Segment Start: STUDY TEXT

97% of Americans have access to abortion in cases involving rape or incest of minors.
92% of Americans have access to abortion in cases of rape or incest, regardless of the mother’s age.
These details are so often overlooked and should definitely factor into the discussion when the corporate media convicts these states for “banning” abortion.
The Burden of Legislators
Following this dive into the details of the laws of each of these states, one thing stands out: the duties of legislating abortion carry the burden of immersing oneself into the nightmare of rape and incest, giving deep consideration to the tragic reality associated with respectful handling of the remains of aborted fetuses, and diving into every facet of the business and practice of performing abortions. Whether you agree with how these laws are written or implemented, the thought and consideration of these topics demanded of the legislators must have truly been difficult to endure. It certainly is unpleasant to research. While it is easy enough to develop hate in your heart for a lawmaker who strives to advance legislation that is in opposition to your own beliefs or ideals, it is important to remember that they have a really tough and often unpleasant job to do.
Bringing it Home
Meet Me in the Middle prefers the more reasonable perspective that the ruling to overturn Roe restores to the individual states the ability to legislate and govern in a manner more representative of their constituents’ principles and values. This was an enabling move for the states rather than a disabling attack on individuals.

Segment End: STUDY TEXT

--- EXERCISE 1 ---
List the topics that the text on state abortion laws says legislators must immerse themselves in or consider when legislating abortion.
--- EXERCISE 2 ---
Continue the text on state abortion laws from its final sentence.

Segment Start: MATERIAL SUPPLIED

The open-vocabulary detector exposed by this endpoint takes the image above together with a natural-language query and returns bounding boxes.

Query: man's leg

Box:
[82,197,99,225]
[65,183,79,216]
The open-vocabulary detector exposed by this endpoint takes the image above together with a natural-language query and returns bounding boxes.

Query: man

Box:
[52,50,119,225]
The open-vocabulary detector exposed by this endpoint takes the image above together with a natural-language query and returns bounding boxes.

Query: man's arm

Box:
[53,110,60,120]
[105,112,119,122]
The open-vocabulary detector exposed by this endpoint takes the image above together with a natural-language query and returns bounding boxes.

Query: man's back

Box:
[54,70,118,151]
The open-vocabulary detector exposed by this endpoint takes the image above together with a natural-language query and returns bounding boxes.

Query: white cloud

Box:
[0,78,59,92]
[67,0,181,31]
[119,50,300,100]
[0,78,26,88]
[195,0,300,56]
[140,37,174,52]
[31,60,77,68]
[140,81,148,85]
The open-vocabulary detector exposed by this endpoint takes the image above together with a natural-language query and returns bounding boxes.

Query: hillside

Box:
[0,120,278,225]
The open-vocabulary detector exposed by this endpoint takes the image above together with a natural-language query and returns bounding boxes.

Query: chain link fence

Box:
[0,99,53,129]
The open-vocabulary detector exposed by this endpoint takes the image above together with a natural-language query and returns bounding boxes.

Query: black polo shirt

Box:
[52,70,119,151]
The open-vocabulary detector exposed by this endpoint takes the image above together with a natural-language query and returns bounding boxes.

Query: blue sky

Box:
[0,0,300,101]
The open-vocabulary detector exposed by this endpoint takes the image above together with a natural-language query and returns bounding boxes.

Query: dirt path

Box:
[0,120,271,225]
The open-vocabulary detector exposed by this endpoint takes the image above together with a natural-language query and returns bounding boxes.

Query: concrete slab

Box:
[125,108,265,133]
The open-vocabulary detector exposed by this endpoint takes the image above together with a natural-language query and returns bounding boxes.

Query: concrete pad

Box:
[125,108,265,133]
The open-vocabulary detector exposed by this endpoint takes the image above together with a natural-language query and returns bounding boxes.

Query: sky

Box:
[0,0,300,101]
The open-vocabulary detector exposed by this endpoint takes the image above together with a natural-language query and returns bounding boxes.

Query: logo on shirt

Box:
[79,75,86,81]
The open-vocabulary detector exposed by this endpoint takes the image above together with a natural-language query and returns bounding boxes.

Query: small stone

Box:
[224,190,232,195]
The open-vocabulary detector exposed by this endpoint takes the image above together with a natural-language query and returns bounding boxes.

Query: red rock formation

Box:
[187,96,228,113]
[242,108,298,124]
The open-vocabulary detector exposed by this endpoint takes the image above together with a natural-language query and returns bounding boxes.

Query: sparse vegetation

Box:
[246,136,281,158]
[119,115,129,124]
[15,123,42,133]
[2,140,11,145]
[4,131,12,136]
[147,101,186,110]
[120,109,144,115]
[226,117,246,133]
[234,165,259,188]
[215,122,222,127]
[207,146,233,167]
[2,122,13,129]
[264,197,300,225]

Segment End: MATERIAL SUPPLIED

--- TASK RESULT 1 ---
- The nightmare of rape and incest
- The tragic reality associated with respectful handling of the remains of aborted fetuses
- Every facet of the business and practice of performing abortions

--- TASK RESULT 2 ---
Supreme Court Justice Ruth Bader Ginsburg once wrote that the Roe decision “halted a political process that was moving in a reform direction and thereby, I believe, prolonged divisiveness and deferred stable settlement of the issue.” She went on to note that the Casey decision, “notably retreats from Roe and further excludes from the High Court’s protection women lacking the means or the sophistication to surmount burdensome legislation.” She also expressed optimism that the Casey decision would provide a positive outcome based on the revitalization of the issue among the people and their representatives: “That renewed force, one may hope, will-within a relatively short span-yield an enduring resolution of this vital matter in a way that affirms the dignity and equality of women.”
That resolution did not come in a short time span, but MMitM hopes that we can revive Justice Ginsburg’s hope that lawmakers see the opportunity in the overturning of Roe and seize it. Perhaps our legislators will rise to the challenge and find the courage to implement laws that will settle this issue once and for all. Few issues demand meeting somewhere in the middle more than the issue of abortion. Extreme positions continue to paralyze the legislative process and preclude the resolution for which Justice Ginsburg hoped. Please consider that when evaluating candidates for public office.